What is CGH Testing?

Comparative Genomic Hybridization (CGH) is a technique used to detect changes in the number of copies of DNA sequences (gains or losses) throughout the entire genome, typically in tumor cells, without needing to culture the cells first.

In simpler terms, CGH testing allows scientists and doctors to:

• Identify missing or extra pieces of chromosomes within a cell's DNA.
• Get a "big picture" overview of chromosomal abnormalities.
• Do all this directly from a sample, without having to grow the cells in a lab.

How CGH Works:

1. DNA Extraction: DNA is extracted from both a patient sample (e.g., tumor cells) and a normal, healthy control sample.
2. Labeling: The patient and control DNA are labeled with different fluorescent dyes (e.g., green for patient, red for control).
3. Hybridization: The labeled DNA samples are mixed and hybridized (combined) onto a normal chromosome spread or a DNA microarray.
4. Scanning and Analysis: A special scanner reads the fluorescence intensity along the chromosomes.
5. Data Interpretation:
   • A region that shows more of the patient's color (e.g., green) indicates a gain (amplification) of that particular DNA sequence in the patient's sample.
   • A region that shows more of the control's color (e.g., red) indicates a loss (deletion) of that DNA sequence in the patient's sample.
   • An equal balance of both colors indicates that the copy number is normal in that region.

Key Advantages of CGH:

• Genome-Wide Screening: It allows for the simultaneous analysis of the entire genome for copy number changes.
• No Cell Culturing Required: This is particularly useful for samples where cells are difficult to grow in the lab, such as many tumor samples.
• Detection of Novel Aberrations: CGH can identify previously unknown chromosomal abnormalities.

Limitations of CGH:

• Cannot Detect Balanced Translocations or Inversions: CGH only detects copy number changes; it cannot identify rearrangements where the total amount of DNA remains the same.
• Resolution Limitations: The resolution of traditional CGH is limited by the size of the chromosome bands. Array CGH (aCGH) offers higher resolution.

Types of CGH:

• Traditional CGH: Uses metaphase chromosome spreads for hybridization.
• Array CGH (aCGH): Uses DNA microarrays containing thousands of DNA probes to provide a higher resolution and more detailed analysis.

Applications of CGH:

• Cancer Research and Diagnostics: Identifying chromosomal abnormalities associated with different types of cancer.
• Prenatal Diagnosis: Detecting chromosomal abnormalities in fetuses.
• Genetic Research: Studying the role of copy number variations in various diseases and conditions.
————————
• DIRECTIONS:
(a) Do these statements agree with the CGH text? Answer yes or no for each and quote the words that decide it: (i) CGH requires the cells to be grown in a lab before testing. (ii) CGH can detect balanced translocations. (iii) Array CGH gives higher resolution than traditional CGH.
(b) Reproduce the CGH text word for word, everything from "4. Scanning and" down to "in that region.".
Rely on the CGH text alone.
————————
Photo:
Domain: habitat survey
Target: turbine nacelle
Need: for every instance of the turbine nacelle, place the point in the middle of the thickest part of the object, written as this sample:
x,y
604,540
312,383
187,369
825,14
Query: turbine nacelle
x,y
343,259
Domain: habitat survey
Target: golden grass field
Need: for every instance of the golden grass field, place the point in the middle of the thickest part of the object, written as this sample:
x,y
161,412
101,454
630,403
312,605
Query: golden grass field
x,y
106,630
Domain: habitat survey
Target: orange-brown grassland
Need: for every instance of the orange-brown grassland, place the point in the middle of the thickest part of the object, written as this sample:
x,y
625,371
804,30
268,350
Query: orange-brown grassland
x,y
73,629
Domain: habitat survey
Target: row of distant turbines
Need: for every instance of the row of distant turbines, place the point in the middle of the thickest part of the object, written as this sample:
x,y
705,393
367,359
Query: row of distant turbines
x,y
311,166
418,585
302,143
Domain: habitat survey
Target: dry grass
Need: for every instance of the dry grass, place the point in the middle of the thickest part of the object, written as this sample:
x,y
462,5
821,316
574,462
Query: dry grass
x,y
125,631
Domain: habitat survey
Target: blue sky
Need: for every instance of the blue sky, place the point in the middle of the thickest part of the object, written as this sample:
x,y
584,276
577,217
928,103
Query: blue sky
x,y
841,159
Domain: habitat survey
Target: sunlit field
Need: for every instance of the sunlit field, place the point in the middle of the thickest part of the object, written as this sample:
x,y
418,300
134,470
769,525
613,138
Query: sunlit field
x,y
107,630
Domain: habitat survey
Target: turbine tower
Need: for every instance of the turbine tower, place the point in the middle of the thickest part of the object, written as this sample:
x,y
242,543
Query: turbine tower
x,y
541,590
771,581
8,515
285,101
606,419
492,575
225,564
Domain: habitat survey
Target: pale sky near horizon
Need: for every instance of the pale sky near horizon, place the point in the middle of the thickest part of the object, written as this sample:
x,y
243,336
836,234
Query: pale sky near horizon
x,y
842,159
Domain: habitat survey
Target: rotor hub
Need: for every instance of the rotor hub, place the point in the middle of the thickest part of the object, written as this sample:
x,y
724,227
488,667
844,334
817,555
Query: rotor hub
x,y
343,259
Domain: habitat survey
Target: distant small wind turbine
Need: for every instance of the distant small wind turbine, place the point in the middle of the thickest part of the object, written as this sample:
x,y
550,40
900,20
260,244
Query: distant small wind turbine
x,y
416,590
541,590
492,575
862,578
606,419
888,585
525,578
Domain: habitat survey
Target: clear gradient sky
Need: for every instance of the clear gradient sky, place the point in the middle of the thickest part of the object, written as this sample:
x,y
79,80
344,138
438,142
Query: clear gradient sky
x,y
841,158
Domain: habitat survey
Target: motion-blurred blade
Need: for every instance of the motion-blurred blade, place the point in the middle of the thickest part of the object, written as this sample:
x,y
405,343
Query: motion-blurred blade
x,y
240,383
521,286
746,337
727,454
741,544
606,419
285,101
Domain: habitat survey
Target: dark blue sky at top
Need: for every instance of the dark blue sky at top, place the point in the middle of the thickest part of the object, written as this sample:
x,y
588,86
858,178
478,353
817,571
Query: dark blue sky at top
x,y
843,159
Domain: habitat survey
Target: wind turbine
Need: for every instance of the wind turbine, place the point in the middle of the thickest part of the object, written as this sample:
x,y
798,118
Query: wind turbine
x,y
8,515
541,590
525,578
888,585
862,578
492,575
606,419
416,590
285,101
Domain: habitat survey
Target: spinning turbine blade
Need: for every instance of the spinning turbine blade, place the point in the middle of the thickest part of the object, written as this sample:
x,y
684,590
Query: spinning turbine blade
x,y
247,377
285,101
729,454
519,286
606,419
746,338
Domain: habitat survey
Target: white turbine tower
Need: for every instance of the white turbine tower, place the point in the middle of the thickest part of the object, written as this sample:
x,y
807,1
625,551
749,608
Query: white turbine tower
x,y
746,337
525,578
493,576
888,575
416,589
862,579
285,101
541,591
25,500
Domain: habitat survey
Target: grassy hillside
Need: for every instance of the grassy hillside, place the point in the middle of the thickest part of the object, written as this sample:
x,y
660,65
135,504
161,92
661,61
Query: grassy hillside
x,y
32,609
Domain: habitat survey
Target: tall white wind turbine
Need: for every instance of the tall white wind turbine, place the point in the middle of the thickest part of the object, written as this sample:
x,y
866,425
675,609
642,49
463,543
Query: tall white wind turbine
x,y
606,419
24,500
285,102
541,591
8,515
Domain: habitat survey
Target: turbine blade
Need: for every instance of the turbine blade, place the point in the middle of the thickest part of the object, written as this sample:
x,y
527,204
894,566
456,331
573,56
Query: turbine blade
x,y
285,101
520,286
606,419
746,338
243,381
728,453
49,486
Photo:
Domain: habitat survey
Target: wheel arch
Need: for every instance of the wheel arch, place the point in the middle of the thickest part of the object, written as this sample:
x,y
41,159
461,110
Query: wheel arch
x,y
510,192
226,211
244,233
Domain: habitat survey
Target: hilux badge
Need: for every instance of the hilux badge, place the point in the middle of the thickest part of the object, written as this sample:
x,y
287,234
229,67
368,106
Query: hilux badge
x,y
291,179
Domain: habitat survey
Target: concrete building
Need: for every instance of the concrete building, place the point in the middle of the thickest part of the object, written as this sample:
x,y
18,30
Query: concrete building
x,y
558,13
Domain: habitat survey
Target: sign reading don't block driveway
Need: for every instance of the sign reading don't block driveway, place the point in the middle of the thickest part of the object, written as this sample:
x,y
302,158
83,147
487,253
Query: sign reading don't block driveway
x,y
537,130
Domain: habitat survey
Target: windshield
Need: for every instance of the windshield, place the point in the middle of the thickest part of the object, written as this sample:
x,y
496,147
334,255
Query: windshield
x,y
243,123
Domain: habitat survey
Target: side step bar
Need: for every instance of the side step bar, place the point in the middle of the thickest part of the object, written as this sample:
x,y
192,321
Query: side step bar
————————
• ANSWERS IN ORDER:
(a)
(i) No: "without needing to culture the cells first"
(ii) No: "Cannot Detect Balanced Translocations or Inversions"
(iii) Yes: "Array CGH (aCGH) offers higher resolution."

(b)
4. Scanning and Analysis: A special scanner reads the fluorescence intensity along the chromosomes.
5. Data Interpretation:
   • A region that shows more of the patient's color (e.g., green) indicates a gain (amplification) of that particular DNA sequence in the patient's sample.
   • A region that shows more of the control's color (e.g., red) indicates a loss (deletion) of that DNA sequence in the patient's sample.
   • An equal balance of both colors indicates that the copy number is normal in that region.